TASK ITEM - Find "Q: Pick out each instance of the tall" and "Target: tree trunk" in the records below. Copy the lines holding them and every line between, exactly, and no others.

[Opening EXERCISE MATERIAL section]

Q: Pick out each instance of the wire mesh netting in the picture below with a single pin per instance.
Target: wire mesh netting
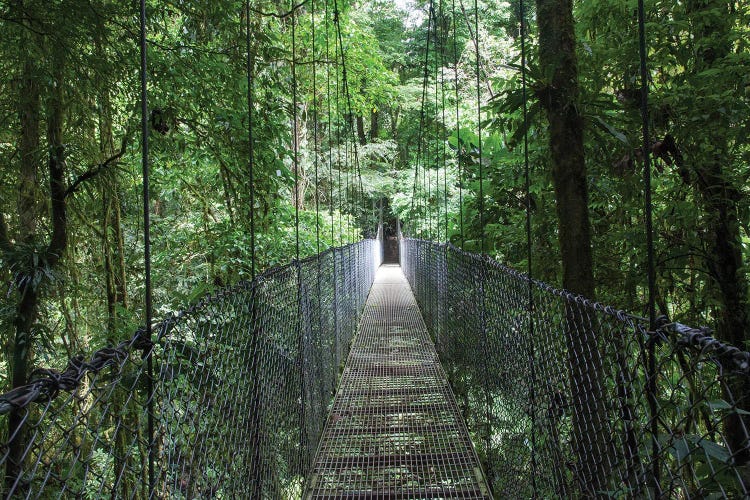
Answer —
(234, 407)
(570, 398)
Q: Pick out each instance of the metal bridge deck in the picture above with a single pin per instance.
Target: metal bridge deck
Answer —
(395, 430)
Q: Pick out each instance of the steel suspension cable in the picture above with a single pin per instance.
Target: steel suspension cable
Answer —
(148, 299)
(315, 135)
(420, 134)
(442, 108)
(350, 110)
(652, 373)
(458, 125)
(479, 129)
(250, 139)
(329, 119)
(437, 130)
(295, 135)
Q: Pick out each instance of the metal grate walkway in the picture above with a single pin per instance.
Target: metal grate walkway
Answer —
(395, 430)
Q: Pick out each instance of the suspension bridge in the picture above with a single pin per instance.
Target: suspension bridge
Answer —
(447, 375)
(313, 382)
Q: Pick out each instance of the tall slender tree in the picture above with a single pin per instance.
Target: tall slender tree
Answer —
(560, 98)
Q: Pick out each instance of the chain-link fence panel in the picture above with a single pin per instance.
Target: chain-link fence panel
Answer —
(229, 400)
(569, 398)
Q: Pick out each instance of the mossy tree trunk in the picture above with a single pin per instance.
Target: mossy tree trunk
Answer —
(560, 98)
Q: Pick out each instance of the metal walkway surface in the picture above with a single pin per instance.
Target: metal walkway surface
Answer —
(395, 430)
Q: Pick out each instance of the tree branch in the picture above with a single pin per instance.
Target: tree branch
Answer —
(97, 169)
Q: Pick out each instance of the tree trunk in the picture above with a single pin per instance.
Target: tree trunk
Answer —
(25, 314)
(374, 125)
(560, 99)
(720, 198)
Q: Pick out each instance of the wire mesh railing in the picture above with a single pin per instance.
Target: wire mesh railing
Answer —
(570, 398)
(242, 382)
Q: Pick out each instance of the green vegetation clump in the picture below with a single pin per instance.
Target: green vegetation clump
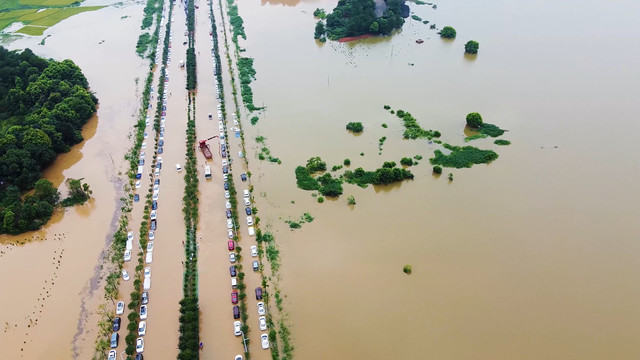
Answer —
(406, 161)
(79, 193)
(319, 13)
(413, 129)
(463, 157)
(330, 186)
(357, 17)
(355, 127)
(448, 32)
(382, 176)
(471, 47)
(43, 106)
(304, 180)
(474, 120)
(407, 269)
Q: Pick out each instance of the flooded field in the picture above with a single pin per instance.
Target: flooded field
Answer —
(49, 277)
(532, 256)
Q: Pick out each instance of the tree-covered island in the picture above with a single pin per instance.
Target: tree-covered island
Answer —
(352, 18)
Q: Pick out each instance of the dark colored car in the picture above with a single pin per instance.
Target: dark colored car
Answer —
(116, 324)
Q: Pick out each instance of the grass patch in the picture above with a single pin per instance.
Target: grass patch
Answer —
(463, 157)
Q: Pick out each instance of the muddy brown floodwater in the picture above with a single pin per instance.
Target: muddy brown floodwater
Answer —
(48, 278)
(533, 256)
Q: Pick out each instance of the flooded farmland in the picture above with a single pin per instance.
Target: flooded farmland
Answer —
(532, 256)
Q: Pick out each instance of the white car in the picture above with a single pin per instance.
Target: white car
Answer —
(120, 308)
(143, 312)
(140, 345)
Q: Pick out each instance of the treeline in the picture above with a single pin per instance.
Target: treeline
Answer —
(43, 106)
(357, 17)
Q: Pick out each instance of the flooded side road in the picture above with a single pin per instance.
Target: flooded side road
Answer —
(48, 277)
(533, 256)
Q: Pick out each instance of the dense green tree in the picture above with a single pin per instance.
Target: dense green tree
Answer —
(448, 32)
(474, 120)
(471, 47)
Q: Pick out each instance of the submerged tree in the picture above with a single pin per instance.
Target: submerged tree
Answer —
(471, 47)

[Closing EXERCISE MATERIAL section]

WRITTEN SOLUTION -
Q: Pick out each instance of the tall slender tree in the picture above with a single pin per instance.
Target: tall slender tree
Answer —
(560, 98)
Q: Pick out each instance of the chain-link fence panel in the picture above with a single pin per instance.
Target: chain-link fence panel
Answer —
(229, 400)
(569, 398)
Q: Pick out each instance of the mossy tree trunk in the picture above with a single pin per instance.
Target: mossy tree trunk
Answer —
(560, 98)
Q: Pick out each instance of the metal walkway surface in the picture above with a single pin per instance.
Target: metal walkway surface
Answer —
(395, 430)
Q: Pick out each instance of the tree branch in the picture above with a single pin per instance.
Target: tree branch
Answer —
(97, 169)
Q: Pick out each instance of the tree trunk in the picture above with a single pin per instance.
Target: tree trunk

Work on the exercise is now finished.